**Aim of the exercise:** Locate every line in the items below that contains the string "wall" and copy each of those lines in full.
Begin Recorded data
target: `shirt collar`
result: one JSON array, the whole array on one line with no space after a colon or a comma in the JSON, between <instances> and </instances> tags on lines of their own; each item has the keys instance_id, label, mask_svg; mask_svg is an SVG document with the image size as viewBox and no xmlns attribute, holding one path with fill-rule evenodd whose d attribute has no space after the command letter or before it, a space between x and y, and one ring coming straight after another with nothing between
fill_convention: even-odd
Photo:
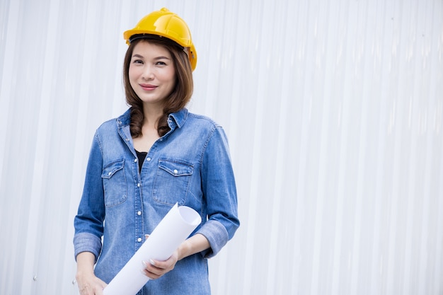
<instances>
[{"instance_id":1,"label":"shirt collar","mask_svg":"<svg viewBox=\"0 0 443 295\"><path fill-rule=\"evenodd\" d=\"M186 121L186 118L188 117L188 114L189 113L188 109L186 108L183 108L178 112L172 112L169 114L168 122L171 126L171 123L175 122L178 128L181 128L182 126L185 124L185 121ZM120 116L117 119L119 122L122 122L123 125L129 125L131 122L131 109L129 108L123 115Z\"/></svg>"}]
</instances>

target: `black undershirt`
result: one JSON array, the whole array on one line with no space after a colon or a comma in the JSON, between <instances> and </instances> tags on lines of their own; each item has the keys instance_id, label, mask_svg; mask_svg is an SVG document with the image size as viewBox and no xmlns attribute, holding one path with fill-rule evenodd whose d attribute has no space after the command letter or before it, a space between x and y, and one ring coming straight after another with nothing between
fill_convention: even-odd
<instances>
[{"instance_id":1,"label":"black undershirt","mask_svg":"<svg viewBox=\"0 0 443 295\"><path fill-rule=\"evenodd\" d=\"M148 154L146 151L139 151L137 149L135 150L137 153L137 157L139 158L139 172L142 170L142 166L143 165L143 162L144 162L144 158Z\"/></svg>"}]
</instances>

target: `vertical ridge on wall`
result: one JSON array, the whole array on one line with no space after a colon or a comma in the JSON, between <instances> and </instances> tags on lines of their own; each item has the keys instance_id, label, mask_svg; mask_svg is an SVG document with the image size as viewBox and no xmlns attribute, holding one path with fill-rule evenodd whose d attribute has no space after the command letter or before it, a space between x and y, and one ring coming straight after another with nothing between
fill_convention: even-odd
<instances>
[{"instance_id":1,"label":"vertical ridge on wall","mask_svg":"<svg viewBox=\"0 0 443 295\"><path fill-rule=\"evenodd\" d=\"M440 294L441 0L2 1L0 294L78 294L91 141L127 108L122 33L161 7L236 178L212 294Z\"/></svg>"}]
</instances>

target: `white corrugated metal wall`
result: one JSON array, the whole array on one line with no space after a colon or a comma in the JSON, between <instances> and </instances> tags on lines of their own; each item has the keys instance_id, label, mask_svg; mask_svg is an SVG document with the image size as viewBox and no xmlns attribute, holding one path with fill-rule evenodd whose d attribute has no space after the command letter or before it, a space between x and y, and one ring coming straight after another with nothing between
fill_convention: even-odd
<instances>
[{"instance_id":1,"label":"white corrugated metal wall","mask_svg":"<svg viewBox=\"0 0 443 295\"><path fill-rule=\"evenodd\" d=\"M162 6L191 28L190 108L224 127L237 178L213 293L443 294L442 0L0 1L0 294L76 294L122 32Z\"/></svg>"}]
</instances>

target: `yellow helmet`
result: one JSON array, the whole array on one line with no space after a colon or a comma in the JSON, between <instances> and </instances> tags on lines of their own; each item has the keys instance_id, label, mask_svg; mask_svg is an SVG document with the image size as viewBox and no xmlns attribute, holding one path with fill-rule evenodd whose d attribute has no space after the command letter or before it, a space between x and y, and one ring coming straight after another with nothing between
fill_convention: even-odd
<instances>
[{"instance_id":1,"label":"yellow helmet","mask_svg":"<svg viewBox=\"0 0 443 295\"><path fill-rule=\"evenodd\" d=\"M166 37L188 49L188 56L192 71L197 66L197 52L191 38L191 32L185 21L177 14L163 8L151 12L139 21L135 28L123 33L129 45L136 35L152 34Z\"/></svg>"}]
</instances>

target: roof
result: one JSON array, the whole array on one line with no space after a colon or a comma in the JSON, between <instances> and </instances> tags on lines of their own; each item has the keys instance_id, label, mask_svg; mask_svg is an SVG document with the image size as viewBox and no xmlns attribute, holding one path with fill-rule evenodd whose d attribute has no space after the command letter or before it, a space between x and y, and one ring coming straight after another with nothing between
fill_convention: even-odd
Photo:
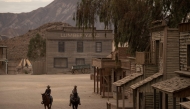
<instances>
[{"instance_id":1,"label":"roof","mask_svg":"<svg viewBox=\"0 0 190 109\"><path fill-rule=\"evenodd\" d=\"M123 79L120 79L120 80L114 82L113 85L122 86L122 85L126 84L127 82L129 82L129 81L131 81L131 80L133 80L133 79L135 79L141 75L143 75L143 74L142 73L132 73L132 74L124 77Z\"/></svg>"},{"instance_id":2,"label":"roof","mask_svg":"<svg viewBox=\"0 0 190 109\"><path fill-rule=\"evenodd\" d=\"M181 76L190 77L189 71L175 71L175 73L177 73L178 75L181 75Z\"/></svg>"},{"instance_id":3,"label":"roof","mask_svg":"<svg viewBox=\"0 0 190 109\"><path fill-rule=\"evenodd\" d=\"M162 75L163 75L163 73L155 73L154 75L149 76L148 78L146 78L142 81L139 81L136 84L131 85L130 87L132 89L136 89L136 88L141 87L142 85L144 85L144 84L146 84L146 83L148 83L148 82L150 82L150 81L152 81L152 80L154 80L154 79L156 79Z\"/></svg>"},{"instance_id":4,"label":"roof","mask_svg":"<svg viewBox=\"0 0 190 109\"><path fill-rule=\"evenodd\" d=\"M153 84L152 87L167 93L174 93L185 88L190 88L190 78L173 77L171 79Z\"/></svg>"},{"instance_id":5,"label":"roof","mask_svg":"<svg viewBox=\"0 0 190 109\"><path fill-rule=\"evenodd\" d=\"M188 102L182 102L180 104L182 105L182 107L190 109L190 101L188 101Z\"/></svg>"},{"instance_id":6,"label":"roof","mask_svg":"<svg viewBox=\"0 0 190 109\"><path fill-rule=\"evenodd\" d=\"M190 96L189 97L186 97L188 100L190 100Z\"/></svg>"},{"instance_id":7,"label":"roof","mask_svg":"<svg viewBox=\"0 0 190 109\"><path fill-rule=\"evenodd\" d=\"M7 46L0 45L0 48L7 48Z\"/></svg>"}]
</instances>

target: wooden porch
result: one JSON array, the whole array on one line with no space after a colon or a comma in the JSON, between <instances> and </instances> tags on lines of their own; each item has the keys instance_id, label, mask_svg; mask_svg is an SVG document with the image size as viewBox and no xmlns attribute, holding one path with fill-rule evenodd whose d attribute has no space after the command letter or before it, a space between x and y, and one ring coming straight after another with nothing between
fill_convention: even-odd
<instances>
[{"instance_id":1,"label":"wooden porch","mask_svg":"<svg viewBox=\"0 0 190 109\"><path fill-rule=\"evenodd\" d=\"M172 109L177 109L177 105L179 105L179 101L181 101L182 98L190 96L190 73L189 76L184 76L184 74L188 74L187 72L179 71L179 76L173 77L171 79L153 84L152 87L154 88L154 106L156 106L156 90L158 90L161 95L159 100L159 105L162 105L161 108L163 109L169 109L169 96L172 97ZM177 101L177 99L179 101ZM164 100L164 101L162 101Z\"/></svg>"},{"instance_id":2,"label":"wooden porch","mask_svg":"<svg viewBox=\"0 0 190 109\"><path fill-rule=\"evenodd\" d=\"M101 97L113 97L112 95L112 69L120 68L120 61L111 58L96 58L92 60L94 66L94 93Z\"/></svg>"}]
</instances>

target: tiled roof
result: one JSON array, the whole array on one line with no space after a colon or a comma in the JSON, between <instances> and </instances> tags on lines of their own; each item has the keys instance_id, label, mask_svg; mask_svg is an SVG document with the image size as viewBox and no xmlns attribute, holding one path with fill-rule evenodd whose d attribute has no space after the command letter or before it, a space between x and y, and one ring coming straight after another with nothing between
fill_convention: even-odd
End Recorded data
Begin Recorded data
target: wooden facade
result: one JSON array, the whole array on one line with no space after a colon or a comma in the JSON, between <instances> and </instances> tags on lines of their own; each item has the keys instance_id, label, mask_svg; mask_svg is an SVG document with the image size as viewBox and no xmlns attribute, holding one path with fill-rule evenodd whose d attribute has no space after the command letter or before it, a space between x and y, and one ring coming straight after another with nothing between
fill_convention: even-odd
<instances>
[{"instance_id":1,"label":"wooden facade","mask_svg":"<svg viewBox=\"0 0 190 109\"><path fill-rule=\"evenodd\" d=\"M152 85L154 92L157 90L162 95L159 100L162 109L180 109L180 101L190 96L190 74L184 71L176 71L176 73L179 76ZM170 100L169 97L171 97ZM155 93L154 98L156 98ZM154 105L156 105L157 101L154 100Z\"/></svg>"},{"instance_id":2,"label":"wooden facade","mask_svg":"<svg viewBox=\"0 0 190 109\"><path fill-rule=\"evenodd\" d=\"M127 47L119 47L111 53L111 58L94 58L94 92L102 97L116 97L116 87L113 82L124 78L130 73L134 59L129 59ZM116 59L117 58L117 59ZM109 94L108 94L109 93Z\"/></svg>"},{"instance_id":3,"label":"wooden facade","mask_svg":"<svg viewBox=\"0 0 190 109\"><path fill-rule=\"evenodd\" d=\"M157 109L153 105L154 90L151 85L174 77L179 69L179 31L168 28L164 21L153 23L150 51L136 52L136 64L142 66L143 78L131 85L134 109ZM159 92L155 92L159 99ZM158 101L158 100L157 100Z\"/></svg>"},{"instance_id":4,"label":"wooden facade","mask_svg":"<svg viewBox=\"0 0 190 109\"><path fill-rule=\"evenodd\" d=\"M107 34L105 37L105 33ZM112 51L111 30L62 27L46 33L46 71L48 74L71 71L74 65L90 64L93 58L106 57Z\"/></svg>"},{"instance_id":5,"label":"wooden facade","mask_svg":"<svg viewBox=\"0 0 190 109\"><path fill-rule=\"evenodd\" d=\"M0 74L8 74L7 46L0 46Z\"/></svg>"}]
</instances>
End Recorded data
**Response:**
target: `vertical ridge on wall`
[{"instance_id":1,"label":"vertical ridge on wall","mask_svg":"<svg viewBox=\"0 0 443 295\"><path fill-rule=\"evenodd\" d=\"M440 294L441 0L2 1L0 294L78 294L91 141L127 108L122 33L161 7L236 178L212 294Z\"/></svg>"}]
target: `white corrugated metal wall`
[{"instance_id":1,"label":"white corrugated metal wall","mask_svg":"<svg viewBox=\"0 0 443 295\"><path fill-rule=\"evenodd\" d=\"M162 6L191 28L190 108L224 127L237 178L213 293L443 294L442 0L0 1L0 294L76 294L122 32Z\"/></svg>"}]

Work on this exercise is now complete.